→ What to produce:
Show every line in the material below that contains the word "grateful".

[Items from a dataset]
========================
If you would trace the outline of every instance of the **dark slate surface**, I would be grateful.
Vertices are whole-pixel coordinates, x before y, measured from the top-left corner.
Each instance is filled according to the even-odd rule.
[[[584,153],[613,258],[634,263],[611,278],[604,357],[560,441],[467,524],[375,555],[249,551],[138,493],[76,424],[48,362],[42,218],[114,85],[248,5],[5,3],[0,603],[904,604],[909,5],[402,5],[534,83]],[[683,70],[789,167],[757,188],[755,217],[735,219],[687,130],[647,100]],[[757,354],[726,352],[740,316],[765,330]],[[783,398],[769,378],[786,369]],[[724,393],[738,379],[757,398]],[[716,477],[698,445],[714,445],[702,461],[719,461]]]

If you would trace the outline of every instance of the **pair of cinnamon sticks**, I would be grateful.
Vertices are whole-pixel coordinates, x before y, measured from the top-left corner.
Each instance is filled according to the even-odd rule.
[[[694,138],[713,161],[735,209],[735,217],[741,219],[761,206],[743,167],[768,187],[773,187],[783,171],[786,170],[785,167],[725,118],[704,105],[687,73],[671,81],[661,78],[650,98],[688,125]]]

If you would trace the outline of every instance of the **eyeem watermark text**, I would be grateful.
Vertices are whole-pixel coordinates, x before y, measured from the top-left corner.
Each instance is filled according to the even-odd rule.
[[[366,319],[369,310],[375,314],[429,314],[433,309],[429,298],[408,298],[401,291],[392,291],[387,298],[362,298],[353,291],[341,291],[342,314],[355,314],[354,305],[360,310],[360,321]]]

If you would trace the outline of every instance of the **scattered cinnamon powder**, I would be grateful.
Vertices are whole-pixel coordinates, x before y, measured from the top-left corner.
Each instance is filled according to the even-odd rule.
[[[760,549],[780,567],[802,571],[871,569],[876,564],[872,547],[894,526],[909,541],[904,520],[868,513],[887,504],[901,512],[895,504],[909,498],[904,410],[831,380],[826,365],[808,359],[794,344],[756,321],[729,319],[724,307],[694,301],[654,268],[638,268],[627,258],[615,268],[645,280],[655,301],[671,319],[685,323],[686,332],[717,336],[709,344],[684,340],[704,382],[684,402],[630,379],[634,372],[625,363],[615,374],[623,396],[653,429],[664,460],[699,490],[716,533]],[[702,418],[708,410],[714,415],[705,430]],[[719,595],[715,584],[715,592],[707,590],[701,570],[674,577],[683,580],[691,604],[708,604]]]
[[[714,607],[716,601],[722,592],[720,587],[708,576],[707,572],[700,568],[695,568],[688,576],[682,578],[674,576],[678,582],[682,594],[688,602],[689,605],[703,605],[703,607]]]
========================
→ Solution:
If you would trace the outline of every instance of the **dark slate surface**, I would be grateful.
If you would trace the outline of every instance of the **pair of cinnamon sticks**, I would be grateful.
If you would trace the outline of every instance of the **eyeem watermark text**, I would be grateful.
If you would trace the outline of every instance of the **scattered cinnamon powder**, I would be grateful.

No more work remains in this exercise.